### What you are asked to do
Copy each of the rows below word for word, with no changes.

### Material for the task

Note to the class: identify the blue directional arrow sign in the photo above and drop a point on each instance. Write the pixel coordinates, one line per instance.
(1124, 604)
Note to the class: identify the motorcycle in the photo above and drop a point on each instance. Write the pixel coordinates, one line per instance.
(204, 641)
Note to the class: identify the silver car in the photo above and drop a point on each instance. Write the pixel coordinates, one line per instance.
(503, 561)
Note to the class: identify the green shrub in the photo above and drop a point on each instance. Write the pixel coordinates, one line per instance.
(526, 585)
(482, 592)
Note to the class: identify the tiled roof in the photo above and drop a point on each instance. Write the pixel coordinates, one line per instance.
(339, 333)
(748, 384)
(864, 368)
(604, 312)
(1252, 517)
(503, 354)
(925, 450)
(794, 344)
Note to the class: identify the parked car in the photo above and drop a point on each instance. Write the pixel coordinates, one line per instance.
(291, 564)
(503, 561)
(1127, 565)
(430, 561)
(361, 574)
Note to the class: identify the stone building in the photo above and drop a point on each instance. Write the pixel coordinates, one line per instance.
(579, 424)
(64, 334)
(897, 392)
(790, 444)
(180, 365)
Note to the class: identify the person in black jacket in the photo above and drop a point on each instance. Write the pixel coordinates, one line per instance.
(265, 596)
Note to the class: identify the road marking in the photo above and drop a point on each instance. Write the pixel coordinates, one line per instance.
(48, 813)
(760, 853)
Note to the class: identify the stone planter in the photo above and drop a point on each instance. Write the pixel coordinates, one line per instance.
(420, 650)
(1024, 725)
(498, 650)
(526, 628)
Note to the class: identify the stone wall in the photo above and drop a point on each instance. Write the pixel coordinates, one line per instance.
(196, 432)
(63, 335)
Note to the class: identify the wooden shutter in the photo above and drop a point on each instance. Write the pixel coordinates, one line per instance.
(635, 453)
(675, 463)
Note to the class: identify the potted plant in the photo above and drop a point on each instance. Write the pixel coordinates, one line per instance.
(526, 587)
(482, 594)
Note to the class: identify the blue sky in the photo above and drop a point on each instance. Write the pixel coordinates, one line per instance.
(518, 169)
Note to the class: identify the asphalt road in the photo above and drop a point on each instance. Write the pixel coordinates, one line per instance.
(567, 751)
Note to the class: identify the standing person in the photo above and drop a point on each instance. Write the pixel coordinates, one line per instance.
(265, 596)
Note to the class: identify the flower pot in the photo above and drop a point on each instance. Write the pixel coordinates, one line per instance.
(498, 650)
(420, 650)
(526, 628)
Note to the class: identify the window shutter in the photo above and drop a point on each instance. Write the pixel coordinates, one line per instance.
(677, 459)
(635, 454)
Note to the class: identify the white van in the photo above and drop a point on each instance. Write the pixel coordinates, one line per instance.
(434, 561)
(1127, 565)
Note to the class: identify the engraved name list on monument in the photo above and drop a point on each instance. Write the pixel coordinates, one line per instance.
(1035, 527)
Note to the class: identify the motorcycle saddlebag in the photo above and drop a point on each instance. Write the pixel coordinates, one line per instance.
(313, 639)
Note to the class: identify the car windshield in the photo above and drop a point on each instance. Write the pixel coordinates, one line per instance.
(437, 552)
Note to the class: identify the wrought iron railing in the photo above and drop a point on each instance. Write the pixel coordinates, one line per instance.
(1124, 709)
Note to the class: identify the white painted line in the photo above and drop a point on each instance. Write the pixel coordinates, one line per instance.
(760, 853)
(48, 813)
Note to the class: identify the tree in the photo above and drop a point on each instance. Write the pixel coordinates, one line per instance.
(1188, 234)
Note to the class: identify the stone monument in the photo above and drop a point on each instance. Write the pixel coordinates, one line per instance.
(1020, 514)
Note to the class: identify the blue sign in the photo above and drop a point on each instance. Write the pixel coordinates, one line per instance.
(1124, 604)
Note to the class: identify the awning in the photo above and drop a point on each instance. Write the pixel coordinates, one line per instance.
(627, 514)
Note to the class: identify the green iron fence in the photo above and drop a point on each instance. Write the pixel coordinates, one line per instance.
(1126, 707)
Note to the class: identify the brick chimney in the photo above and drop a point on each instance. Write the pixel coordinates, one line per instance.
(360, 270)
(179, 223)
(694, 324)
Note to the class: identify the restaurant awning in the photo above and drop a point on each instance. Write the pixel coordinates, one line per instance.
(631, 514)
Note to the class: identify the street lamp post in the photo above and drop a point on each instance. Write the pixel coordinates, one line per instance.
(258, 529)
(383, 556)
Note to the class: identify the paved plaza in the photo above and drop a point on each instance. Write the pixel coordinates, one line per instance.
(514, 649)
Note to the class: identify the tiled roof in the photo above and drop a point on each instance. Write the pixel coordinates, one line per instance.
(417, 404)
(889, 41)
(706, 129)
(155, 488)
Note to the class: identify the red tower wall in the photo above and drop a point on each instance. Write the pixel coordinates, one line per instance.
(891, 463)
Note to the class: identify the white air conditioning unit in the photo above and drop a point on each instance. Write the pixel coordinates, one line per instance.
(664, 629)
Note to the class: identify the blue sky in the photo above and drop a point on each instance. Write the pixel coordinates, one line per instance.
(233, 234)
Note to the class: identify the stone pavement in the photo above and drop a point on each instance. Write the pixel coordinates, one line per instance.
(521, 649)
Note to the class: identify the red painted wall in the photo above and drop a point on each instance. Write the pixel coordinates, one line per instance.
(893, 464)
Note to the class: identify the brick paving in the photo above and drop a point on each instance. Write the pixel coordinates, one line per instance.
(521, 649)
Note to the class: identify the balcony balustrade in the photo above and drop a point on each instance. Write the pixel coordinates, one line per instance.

### Result for this exercise
Note to the class: identify the blue directional arrow sign in the photo above and drop a point on each instance. Write the pixel coordinates, one line per instance.
(1124, 604)
Note to the class: identify the motorcycle in the photo above and drop a point on each instance. Write the pixel coordinates, one line per instance.
(204, 641)
Note to the class: identify the silver car in the photo above and drop a point on each instance. Write the pixel coordinates, one line per instance.
(503, 561)
Note to the class: identify the green shrub in the photo above and drop a point on each instance. Write the pixel coordinates, one line per instance.
(526, 585)
(482, 592)
Note to the class: identify the tiled roof in the photo above and drop a point on each instance. Write the pixel coordinates, one line per instance.
(339, 333)
(748, 384)
(864, 368)
(604, 312)
(1252, 517)
(503, 354)
(925, 450)
(794, 344)
Note to the class: identify the parked car in the photo above and drop a point on each instance. Write the pixel coordinates, one line per instance.
(291, 564)
(503, 561)
(1127, 565)
(430, 561)
(361, 574)
Note to the class: identify the stone building in the photo above and drop a point on each instance. Write the pixel coordinates, one line per instance.
(579, 424)
(64, 334)
(897, 392)
(790, 444)
(180, 365)
Note to the class: identify the person in black jacket in the photo above and drop a point on each instance. Write the pixel coordinates, one line per instance.
(265, 596)
Note to the class: identify the road marking in the photo above and drop a point on each instance. Write the pixel coordinates, one line per instance.
(48, 813)
(760, 853)
Note to the class: identify the stone planter in the photo above and drop a point on each instance. Write the pixel coordinates, one line per instance.
(420, 650)
(1024, 725)
(498, 650)
(526, 628)
Note to the class: identify the stone wall in the photo above and drop a point on each instance. Write the pixel coordinates, one line per instance.
(196, 432)
(63, 335)
Note to the class: identify the wooden shutter in the photo above and drop a point on each instance. Write the pixel coordinates, one line per instance.
(635, 453)
(675, 463)
Note to the class: identify the potted plant in the photo above and drop a point on each instance. Write the pixel coordinates, one line per instance.
(526, 587)
(482, 594)
Note to the class: identify the blue sky in the photo above and drop a point on each instance. Write the pixel coordinates, one line per instance.
(518, 169)
Note to the class: identify the asphalt road in the photo above and drop a point on each instance. Write the pixel coordinates, one line per instance.
(567, 751)
Note to the class: identify the standing person in the photo above and drop a point on each instance. Write the pixel coordinates, one line per instance.
(265, 596)
Note to the class: identify the flower pot in the photo above and drop a point on each instance. Write the pixel coordinates, one line per instance.
(498, 650)
(420, 650)
(526, 628)
Note to the class: identify the window shutter in the photo above and drop a point on each instance. Write the pixel coordinates, one line per instance.
(677, 459)
(635, 454)
Note to the class: identify the white van in the photo above and drop a point on each instance. Write the pixel coordinates, one line per instance.
(434, 561)
(1127, 565)
Note to the class: identify the engraved name list on monument in the photo above and drop a point on each instance. Write the pixel coordinates, one line per instance.
(1035, 527)
Note to the class: identify the motorcycle saddlebag in the photo above and drop a point on each instance. Write the pixel coordinates, one line per instance.
(313, 639)
Note to the class: identify the car windshield in the photo above and drop a point on each instance. Write the pixel coordinates, one line per instance.
(437, 552)
Note to the class: identify the wrought iron railing in the photo above and drop a point on each instance. Write the pixel coordinates, one line per instance.
(1124, 709)
Note to the class: identify the white painted line in the photo above and drop a point on each instance. Write the pixel coordinates, one line per instance.
(760, 853)
(48, 813)
Note to the class: identify the tree in the photo above and drop a point on each instance. Write the pixel coordinates, one line per instance.
(1188, 234)
Note to the class: identify the stone monument in the photo above and drop a point on each instance. Write the pixel coordinates, one line per instance.
(1020, 514)
Note to the class: identify the blue sign in the photo above and drop a point on each instance. Write the pixel coordinates, one line per instance.
(1124, 604)
Note to the class: identify the awning in the photo above and drop a point on each instance. Write the pixel coordinates, one line per instance.
(627, 514)
Note to the class: identify the green iron fence in the photo above and drop a point on each instance. Write the pixel coordinates, one line per instance.
(1126, 707)
Note to the class: identify the brick chimney in the photo above and drop a point on each instance. Write the pixel coordinates, one line per instance.
(360, 270)
(179, 223)
(694, 324)
Note to the class: identify the restaurant awning in the photo above and drop a point on each instance. Write the pixel coordinates, one line per instance.
(631, 514)
Note to the class: identify the street lamp post in the photo above and drop a point on each instance. Write the pixel coordinates, one line per instance.
(258, 529)
(383, 556)
Note to the class: identify the paved plaza in the photo above and drop a point on each instance. Write the pixel coordinates, one line per instance.
(514, 649)
Note to the class: identify the tiled roof in the photo above and drop a point on each instance. Write the pixel coordinates, one line per instance.
(417, 404)
(889, 41)
(706, 129)
(155, 488)
Note to the class: identify the red tower wall in the photo above and drop a point on each instance. Write the pixel coordinates, one line per instance.
(891, 463)
Note to the class: identify the white air conditioning unit in the photo above and drop a point on each instance. Write the pixel coordinates, one line per instance.
(664, 629)
Note to the class: identify the blue sky in the photo above and drop a point on each instance. Write the pixel coordinates, one line per instance.
(233, 234)
Note to the class: identify the stone pavement in the photo above and drop a point on each instance. Write the pixel coordinates, one line per instance.
(521, 649)
Note to the class: identify the red painted wall in the photo above and drop a point on each instance. Write the pixel coordinates, one line per instance.
(893, 464)
Note to the class: identify the brick paving in the photo above and drop a point on each instance. Write the pixel coordinates, one line per instance.
(521, 649)
Note to the class: identify the balcony balustrade in the photo above and drop a point on each instance. Write the pixel coordinates, one line per instance.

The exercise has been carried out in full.